▸ **PROMPT A**
In the remortgaging advice, what loan-to-value limit do the Central Bank rules set on total borrowing?
▸ **PROMPT B**
Do these statements agree with the remortgaging advice? Answer yes or no for each and quote the deciding words. (i) Banks generally expect switchers to have held their current mortgage with their existing bank for at least a year. (ii) An equity release application can go ahead without a property valuation. (iii) Applying for equity release is a different process from applying for a standard mortgage.
▸ **PROMPT C**
Carry on the remortgaging advice from the point where it stops.

▸ **SELECTED PASSAGE**
How do we go about remortgaging our home, and what should we look out for?
Louise Lynam writes: People tend to remortgage their property for a number of reasons, including borrowing more, consolidating debt or potentially getting a cheaper mortgage rate. While you haven't said what is driving your decision, I'll cover off two popular options that people tend to explore when remortgaging – equity release and switching.
Equity release can provide an affordable borrowing option for people who have equity built up in their home. It can help customers meet larger expenses with repayments spread over a longer term at a lower rate.
Equity release or top-up mortgage is available to existing mortgage holders for a variety of reasons. Under the Central Bank rules there is a loan-to-value limit on total borrowing of 80 per cent of the value of the property, and for most people the mortgage amount is capped at 3.5 times gross annual income. Some exceptions are allowed so talk to your lender about your plans. An up-to-date property valuation is required and lending criteria and terms and conditions will apply.
Equity release borrowing secured against a principal dwelling home can be considered for many things including:
• home improvements;
• education purposes;
• medical expenses;
• gift to a dependant relative towards purchase of a family home.
Banks will look for evidence of home improvements through invoices for the works to be done. If planning permission is required, you may need to provide a copy of this also. For education and medical expenses your bank may need invoices or other evidence.
A few tips:
• Some banks offer in-house legal fees if the deeds are lodged with the bank and this cost is lower than the legal cost charged by solicitors;
• Applying for an equity release mortgage is the same as applying for a standard mortgage. The bank will look at income, outgoings, savings and present valuation of the property and future valuation of the property if home improvements are being carried out.
Switching mortgage
Switching involves moving your mortgage from your current mortgage provider to a new mortgage provider perhaps to avail of lower rates or possibly release equity for things like home improvements.
It’s important to remember that all mortgage applications, including switching, are treated in the same way, and are assessed based on affordability. Generally banks require switchers to have had their existing mortgage with their current bank for at least one year.

▸ **INPUT DATA**

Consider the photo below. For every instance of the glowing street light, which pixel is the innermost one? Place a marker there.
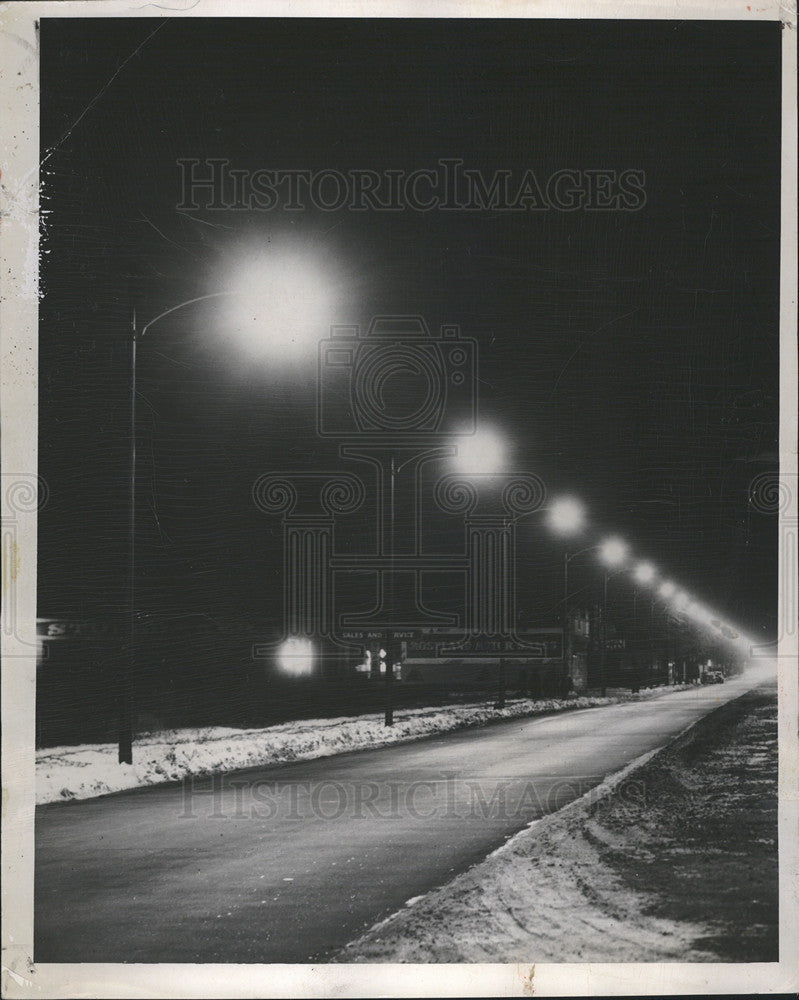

▸ **RESPONSE A**
80 per cent of the value of the property.

▸ **RESPONSE B**
(i) Yes: "Generally banks require switchers to have had their existing mortgage with their current bank for at least one year."
(ii) No: "An up-to-date property valuation is required"
(iii) No: "Applying for an equity release mortgage is the same as applying for a standard mortgage."

▸ **RESPONSE C**
If you have a tracker mortgage we would not advise you to switch your mortgage as you will lose this tracker rate. Some financial institutions will allow tracker customers to move home and can carry their rate with an additional rate added to their current tracker rate for the remaining term left on their existing tracker account.
If your existing mortgage is on a fixed rate, I would recommend that you check if you are actually saving money by switching to the new bank at a lower rate as you may have to pay compensation (fixed rate breakage cost) to your current mortgage provider.
A few tips:
• If you use your previous solicitor who did the original mortgage your legal fees might not cost you as much;
• Request your title deeds from your current provider through your solicitor as soon as you have decided to switch to speed up the process;
• Ask your solicitor to request the mortgage deeds from your current mortgage provider. You will need to sign a letter giving the solicitor authority to do so, and will need to provide details of your current mortgage provider and account number;
• If you are looking to switch for a lower rate you should remain on the same term or lower term of your current mortgage;
• Applying for an equity release mortgage is the same as applying for a standard mortgage. The lender will look at income, outgoings, savings and present valuation of the property and future valuation of the property if releasing equity for home improvements.
I hope this helps to answer your question.